Consigne écrite 1 = Recopiez les lignes des entrées en commençant par celle qui contient « Specifically, locate fluffy » et en allant jusqu'à celle qui contient « left=435, top=137, right=500, bottom=211 », toutes deux comprises, en remplaçant « object detection » par « object localization » sans rien modifier d'autre.

Extrait choisi =
============================================================

C’est René Girard qui note souvent dans ses derniers ouvrages comment la christianisation du monde continue, malgré la lente dégradation de l'institution papale. Tout se passe comme si la chrétienté progressait et continuait à marquer le paysage social, alors même que le christianisme est actuellement en déclin. De ce progrès social de l'idée chrétienne, je donnerais deux exemples saisis immédiatement dans l'actualité de notre France la lutte contre les féminicides, qui correspond à la valorisation chrétienne de la femme qui jouit d'une dignité égale à celle de l'homme et la méfiance quasi-générale vis-à-vis du voile islamique qui traduit une relation de soumission des femmes vis-à-vis des hommes que nos Français ne veulent pas admettre. L’exemple que donne Girard lui-même de ce progrès constant de la christianisation des mentalités, malgré la crise de l'institution est plus délicat à interpréter, mais il est central : il s’agit du processus de victimisation. Pour Girard, c'est le Christ mort sur la croix, le Christ et personne d'autre qui manifeste, jusque dans sa propre personne, l'innocence des victimes et la culpabilité des lyncheurs.

============================================================

Entrées de l'exercice =
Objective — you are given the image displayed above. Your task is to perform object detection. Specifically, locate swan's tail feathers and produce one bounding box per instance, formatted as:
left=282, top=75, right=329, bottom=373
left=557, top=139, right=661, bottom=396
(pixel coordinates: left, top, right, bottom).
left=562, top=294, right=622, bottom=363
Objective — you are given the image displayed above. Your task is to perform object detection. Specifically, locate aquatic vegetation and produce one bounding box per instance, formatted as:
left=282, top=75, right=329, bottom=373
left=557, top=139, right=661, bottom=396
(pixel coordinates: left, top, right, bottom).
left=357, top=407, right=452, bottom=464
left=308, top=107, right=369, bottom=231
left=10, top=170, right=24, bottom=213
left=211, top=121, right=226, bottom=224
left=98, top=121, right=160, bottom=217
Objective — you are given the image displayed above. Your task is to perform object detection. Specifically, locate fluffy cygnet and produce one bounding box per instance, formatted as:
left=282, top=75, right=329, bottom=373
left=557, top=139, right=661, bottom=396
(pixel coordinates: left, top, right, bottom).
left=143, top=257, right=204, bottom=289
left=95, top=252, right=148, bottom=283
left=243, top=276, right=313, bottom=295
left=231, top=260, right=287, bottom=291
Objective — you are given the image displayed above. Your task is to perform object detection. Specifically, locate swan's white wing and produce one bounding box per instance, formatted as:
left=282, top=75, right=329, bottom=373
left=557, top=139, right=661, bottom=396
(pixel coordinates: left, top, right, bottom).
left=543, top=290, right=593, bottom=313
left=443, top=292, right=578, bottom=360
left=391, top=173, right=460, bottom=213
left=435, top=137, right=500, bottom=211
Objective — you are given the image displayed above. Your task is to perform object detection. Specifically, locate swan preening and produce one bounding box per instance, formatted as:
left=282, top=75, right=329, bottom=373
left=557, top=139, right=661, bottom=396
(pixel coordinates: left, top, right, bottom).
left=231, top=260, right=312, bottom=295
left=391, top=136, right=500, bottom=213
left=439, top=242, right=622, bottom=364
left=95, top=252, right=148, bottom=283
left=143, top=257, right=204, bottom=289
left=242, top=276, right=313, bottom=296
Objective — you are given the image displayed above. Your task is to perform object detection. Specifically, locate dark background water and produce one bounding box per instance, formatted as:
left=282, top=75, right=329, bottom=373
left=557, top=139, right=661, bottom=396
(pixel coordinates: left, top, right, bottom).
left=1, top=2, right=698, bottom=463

============================================================

Consigne écrite 2 = Rédigez la suite de l'extrait sur René Girard et la christianisation du monde, en reprenant après sa dernière phrase.

Réponse 1 =
Objective — you are given the image displayed above. Your task is to perform object localization. Specifically, locate fluffy cygnet and produce one bounding box per instance, formatted as:
left=282, top=75, right=329, bottom=373
left=557, top=139, right=661, bottom=396
(pixel coordinates: left, top, right, bottom).
left=143, top=257, right=204, bottom=289
left=95, top=252, right=148, bottom=283
left=243, top=276, right=313, bottom=295
left=231, top=260, right=287, bottom=291
Objective — you are given the image displayed above. Your task is to perform object localization. Specifically, locate swan's white wing and produce one bounding box per instance, formatted as:
left=282, top=75, right=329, bottom=373
left=557, top=139, right=661, bottom=396
(pixel coordinates: left, top, right, bottom).
left=543, top=290, right=593, bottom=313
left=443, top=292, right=578, bottom=360
left=391, top=173, right=460, bottom=213
left=435, top=137, right=500, bottom=211

Réponse 2 =
Les processus de victimisation se multiplient dans nos sociétés chrétiennes, avec et plutôt sans Christ. On assiste à une ultra-christianisation, qui répute innocente toute victime. Il suffit dès lors de se faire passer pour une victime pour être innocentée. Chesterton parlait de vertus chrétiennes devenues folles. Ces victimisations deviennent théâtrales, elles sont ultra-médiatisées. Ainsi en fut-il de Fatima la femme voilée dont l'élu RN Julien Odoul s'était offusqué de la présence, dans l’enceinte d'une assemblée régionale elle a eu l'aplomb, en bonne victime, d'articuler « Ils ont détruit ma vie », alors que personne n'avait rien détruit du tout. L'ultra-médiatisation de cet épisode montre un processus de victimisation, sans proportion avec l'incident qui l'a fait naître. Cette histoire, où intervient immédiatement un membre du CCIF (association anti-islamophobe est typique du jeu de la minorité islamiste, animée d'ailleurs par une stratégie internationale. On sait, en effet, les liens obscurs qui unissent le CCIF et les Frères musulmans. On comprend, sans le moindre procès d'intention, que l'épisode remastérisé par des pros de la communication, passant en boucle pendant 48 H sur toutes les télés, doit conduire à pleurer ensemble sur une victime autoproclamée, qui était en fait à la limite de la légalité.

On vit ainsi dans un monde qui n’a plus grand-chose à voir avec la réalité, un monde dans lequel les minorités organisées l'emporteront toujours sur la majorité silencieuse, parce qu’elles prennent les moyens à la fois médiatiques et juridiques d'y parvenir.

Et les chrétiens ?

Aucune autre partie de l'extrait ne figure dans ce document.